Collect every line of the listing below that contains the string "horizon", and copy each such line in full. Case counts, so uppercase and lowercase letters must match.
____ RECORDS FOR THE TASK
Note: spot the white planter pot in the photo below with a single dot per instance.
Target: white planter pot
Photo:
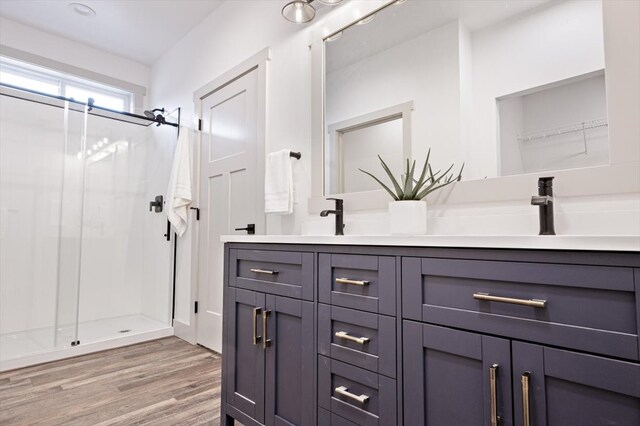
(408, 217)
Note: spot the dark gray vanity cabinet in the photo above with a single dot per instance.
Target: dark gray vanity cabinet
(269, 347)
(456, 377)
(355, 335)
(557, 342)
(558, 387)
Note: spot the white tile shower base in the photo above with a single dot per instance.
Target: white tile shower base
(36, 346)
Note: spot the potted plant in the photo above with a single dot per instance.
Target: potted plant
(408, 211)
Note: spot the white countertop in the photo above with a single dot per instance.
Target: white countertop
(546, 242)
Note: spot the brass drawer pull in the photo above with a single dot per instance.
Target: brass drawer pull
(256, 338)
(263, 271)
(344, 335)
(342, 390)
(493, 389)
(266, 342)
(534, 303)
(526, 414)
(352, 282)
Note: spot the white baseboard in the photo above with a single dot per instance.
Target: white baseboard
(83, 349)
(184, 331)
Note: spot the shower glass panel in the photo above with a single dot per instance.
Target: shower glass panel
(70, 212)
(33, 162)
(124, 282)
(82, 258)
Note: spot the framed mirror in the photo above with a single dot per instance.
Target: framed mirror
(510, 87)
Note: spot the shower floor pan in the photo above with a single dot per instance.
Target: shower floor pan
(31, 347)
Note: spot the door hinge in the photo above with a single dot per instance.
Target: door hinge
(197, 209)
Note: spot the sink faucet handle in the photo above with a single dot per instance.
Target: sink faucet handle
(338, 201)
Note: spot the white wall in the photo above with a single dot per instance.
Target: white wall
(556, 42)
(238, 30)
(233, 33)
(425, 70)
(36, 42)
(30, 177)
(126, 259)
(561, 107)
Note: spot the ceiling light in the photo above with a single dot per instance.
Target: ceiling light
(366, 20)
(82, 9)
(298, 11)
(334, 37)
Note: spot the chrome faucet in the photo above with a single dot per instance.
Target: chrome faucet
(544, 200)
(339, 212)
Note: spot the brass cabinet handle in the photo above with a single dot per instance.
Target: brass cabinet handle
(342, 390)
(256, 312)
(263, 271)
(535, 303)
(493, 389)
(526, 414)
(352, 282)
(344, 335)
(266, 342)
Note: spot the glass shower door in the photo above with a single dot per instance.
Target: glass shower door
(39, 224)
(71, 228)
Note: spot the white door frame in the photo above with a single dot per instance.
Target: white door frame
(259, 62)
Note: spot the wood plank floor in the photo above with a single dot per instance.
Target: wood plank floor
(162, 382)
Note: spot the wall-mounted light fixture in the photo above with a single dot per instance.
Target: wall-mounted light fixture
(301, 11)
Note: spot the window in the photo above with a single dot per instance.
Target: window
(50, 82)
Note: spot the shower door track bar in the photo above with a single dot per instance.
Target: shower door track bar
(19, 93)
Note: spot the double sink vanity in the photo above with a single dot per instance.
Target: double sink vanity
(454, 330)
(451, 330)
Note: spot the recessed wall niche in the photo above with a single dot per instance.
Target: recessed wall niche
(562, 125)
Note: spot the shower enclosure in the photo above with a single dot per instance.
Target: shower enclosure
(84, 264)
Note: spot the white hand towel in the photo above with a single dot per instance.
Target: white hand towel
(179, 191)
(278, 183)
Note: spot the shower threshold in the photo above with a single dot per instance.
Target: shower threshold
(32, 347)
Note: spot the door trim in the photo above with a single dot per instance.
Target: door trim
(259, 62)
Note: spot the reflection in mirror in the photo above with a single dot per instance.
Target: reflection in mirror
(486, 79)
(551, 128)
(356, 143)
________
____ RECORDS FOR THE TASK
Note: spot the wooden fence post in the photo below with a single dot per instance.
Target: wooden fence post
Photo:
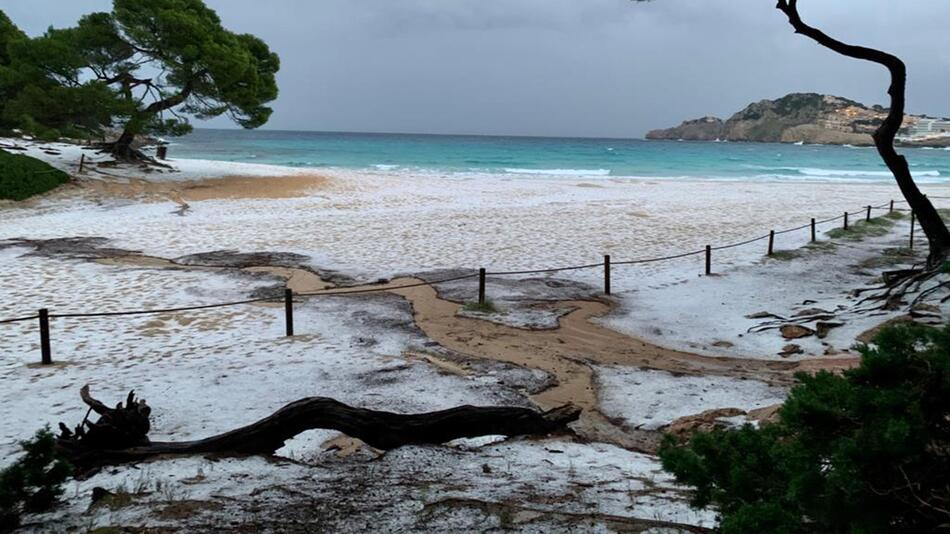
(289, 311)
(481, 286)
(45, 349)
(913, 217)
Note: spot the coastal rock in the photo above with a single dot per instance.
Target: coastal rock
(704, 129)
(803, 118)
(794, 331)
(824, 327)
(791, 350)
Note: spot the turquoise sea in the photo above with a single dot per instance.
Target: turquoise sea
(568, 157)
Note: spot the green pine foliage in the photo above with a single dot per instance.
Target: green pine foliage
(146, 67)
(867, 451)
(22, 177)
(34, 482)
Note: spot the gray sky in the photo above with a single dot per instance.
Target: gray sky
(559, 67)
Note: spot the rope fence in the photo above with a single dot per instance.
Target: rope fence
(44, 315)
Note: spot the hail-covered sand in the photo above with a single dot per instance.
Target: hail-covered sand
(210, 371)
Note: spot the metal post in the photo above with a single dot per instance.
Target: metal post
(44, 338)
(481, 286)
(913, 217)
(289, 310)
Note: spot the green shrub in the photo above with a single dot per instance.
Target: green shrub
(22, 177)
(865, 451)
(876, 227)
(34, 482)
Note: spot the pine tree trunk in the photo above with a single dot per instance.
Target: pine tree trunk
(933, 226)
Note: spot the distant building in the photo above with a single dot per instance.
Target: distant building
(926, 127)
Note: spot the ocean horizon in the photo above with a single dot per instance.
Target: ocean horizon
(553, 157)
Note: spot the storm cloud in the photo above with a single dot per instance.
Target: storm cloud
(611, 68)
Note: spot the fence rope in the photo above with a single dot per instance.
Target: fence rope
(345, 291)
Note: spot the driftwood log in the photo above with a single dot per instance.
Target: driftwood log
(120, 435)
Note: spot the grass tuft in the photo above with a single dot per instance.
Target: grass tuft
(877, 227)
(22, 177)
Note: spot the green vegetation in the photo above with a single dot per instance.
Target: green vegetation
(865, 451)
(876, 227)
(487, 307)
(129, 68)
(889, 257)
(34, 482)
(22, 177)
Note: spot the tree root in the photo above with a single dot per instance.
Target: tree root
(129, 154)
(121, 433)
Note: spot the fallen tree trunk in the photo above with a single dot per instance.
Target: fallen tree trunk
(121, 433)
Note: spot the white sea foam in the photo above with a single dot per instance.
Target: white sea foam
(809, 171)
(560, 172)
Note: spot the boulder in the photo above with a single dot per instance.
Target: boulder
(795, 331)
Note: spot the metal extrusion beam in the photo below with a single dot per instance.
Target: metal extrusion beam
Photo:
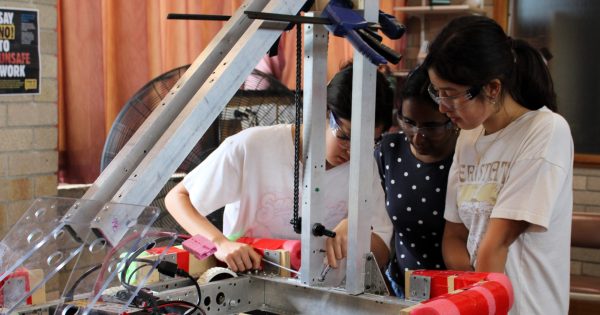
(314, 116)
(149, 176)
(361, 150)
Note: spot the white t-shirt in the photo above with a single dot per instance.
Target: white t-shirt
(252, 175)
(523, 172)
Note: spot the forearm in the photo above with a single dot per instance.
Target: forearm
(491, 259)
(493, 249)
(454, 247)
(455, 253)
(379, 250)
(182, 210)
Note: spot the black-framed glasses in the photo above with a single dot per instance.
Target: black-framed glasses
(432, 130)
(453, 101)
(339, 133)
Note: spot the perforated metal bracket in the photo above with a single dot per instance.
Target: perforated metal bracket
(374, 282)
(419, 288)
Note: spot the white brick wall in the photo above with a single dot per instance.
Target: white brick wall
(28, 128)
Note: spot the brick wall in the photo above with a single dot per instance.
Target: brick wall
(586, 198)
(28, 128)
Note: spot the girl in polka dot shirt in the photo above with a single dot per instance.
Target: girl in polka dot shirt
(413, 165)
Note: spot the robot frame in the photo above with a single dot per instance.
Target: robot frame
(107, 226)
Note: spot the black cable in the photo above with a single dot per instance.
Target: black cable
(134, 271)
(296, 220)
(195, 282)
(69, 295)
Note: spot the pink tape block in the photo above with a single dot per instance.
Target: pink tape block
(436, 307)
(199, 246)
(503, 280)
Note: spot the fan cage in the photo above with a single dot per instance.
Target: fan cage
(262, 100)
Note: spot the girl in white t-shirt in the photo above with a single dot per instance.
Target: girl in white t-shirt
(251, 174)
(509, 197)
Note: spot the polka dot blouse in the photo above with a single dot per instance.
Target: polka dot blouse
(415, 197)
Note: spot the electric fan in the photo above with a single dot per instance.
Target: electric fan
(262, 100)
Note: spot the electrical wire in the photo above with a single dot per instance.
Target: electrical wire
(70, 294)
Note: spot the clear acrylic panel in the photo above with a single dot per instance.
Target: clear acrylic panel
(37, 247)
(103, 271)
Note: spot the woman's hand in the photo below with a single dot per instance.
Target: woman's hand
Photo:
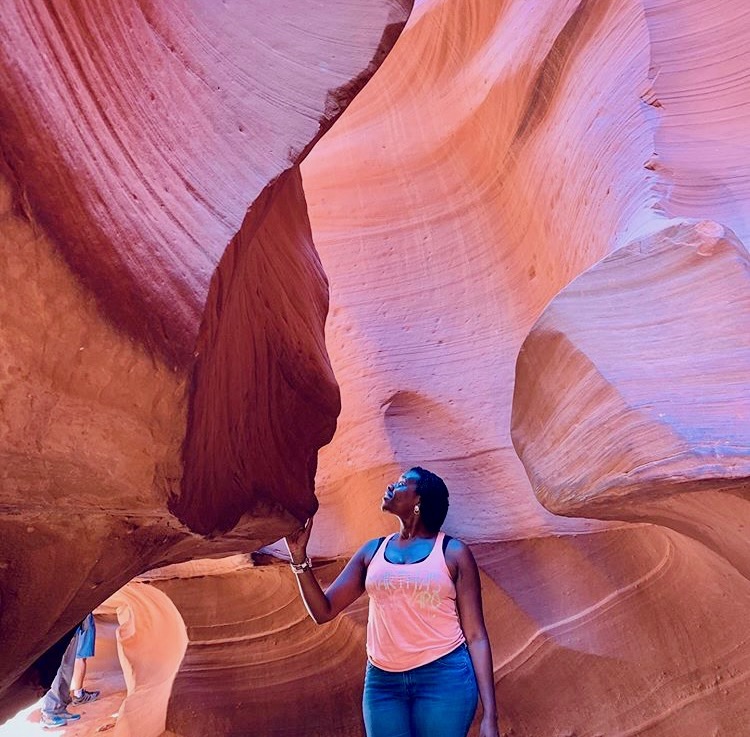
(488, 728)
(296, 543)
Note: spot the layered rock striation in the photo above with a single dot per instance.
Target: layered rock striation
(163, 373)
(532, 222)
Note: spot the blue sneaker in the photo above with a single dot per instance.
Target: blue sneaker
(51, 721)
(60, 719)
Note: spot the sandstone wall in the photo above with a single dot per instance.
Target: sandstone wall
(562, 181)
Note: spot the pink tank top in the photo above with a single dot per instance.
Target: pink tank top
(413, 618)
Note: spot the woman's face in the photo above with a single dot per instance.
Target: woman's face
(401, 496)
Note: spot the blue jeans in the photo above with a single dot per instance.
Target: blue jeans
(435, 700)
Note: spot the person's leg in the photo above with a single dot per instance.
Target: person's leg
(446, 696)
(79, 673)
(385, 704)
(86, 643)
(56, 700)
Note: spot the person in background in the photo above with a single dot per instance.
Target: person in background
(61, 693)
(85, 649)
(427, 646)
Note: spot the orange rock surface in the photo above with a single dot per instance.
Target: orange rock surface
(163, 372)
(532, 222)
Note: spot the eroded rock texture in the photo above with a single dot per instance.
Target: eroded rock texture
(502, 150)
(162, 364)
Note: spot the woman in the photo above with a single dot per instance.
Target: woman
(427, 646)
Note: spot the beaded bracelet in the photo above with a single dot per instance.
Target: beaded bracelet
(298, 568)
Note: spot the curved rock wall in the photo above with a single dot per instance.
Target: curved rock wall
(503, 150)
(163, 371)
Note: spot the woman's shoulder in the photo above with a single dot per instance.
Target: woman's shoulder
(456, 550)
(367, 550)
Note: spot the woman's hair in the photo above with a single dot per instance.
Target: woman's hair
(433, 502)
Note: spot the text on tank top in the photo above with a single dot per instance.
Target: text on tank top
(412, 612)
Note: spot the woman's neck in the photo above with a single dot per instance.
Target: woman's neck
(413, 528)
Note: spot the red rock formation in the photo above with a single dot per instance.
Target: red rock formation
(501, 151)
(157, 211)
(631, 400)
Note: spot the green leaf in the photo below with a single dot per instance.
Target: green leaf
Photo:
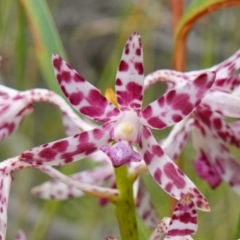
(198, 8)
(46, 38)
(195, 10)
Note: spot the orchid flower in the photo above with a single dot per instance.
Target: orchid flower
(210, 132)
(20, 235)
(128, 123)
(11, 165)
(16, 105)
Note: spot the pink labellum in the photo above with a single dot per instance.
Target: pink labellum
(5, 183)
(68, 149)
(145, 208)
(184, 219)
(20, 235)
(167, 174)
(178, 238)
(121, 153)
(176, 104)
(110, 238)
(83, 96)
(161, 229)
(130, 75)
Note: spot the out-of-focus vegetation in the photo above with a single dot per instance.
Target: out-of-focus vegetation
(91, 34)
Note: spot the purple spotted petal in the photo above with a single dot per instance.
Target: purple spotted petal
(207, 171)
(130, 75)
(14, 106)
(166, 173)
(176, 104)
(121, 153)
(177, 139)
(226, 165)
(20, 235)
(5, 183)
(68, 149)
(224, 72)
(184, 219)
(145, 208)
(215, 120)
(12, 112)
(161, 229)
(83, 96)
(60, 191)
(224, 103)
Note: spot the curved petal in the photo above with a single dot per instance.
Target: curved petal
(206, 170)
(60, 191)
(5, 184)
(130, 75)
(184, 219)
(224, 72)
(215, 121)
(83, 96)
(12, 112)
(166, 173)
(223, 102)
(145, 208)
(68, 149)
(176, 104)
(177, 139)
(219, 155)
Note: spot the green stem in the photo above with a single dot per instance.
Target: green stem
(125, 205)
________
____ RECORDS FOR THE TASK
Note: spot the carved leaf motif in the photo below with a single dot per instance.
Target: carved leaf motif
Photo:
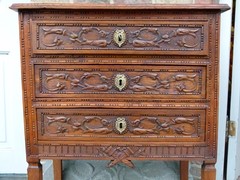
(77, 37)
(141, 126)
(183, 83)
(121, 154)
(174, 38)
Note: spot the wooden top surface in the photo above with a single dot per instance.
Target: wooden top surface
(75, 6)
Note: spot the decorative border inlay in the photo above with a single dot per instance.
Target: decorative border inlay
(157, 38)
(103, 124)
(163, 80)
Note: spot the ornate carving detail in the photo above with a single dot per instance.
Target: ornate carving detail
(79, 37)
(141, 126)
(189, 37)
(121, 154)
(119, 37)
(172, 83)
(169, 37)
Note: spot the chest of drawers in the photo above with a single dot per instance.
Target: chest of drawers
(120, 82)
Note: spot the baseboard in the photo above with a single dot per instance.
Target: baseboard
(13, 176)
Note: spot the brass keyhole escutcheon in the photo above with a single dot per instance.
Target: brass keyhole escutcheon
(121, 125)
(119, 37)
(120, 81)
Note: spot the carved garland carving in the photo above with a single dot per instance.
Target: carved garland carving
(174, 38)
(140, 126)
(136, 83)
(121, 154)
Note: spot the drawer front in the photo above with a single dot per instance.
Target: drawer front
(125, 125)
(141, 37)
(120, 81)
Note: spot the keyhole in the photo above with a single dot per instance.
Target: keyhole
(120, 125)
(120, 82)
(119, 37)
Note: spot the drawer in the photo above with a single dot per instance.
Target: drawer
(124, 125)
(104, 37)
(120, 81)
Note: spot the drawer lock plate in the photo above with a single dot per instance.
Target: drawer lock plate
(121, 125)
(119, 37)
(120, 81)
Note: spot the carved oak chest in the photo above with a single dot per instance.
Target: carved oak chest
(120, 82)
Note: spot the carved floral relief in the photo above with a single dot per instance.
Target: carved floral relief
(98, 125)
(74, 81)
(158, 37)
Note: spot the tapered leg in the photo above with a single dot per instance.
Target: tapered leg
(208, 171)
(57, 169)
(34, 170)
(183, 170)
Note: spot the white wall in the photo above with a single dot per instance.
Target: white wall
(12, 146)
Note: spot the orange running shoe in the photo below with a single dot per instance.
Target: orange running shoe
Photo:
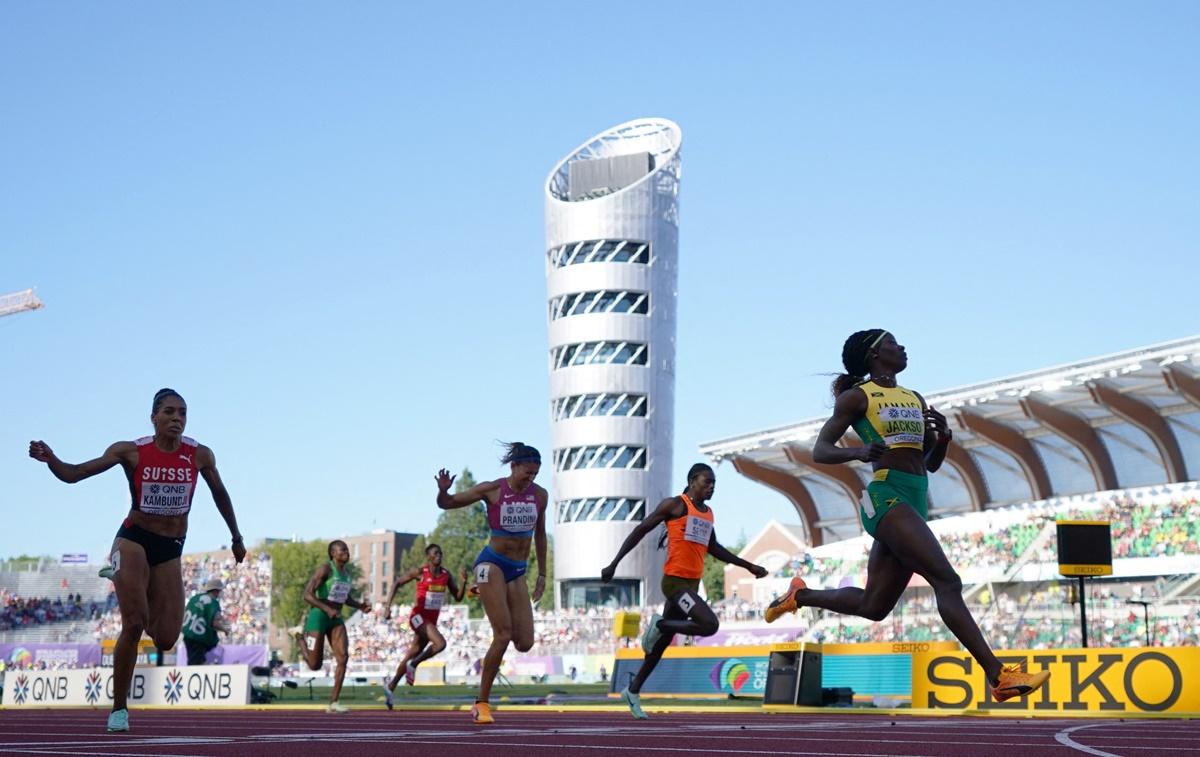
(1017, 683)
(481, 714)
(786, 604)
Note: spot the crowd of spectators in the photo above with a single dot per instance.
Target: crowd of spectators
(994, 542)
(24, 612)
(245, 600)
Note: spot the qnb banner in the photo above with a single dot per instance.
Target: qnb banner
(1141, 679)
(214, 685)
________
__EXERCISE ANSWER__.
Note: spot the ocean horizon in the photo above with a single dot per instance.
Target: ocean horizon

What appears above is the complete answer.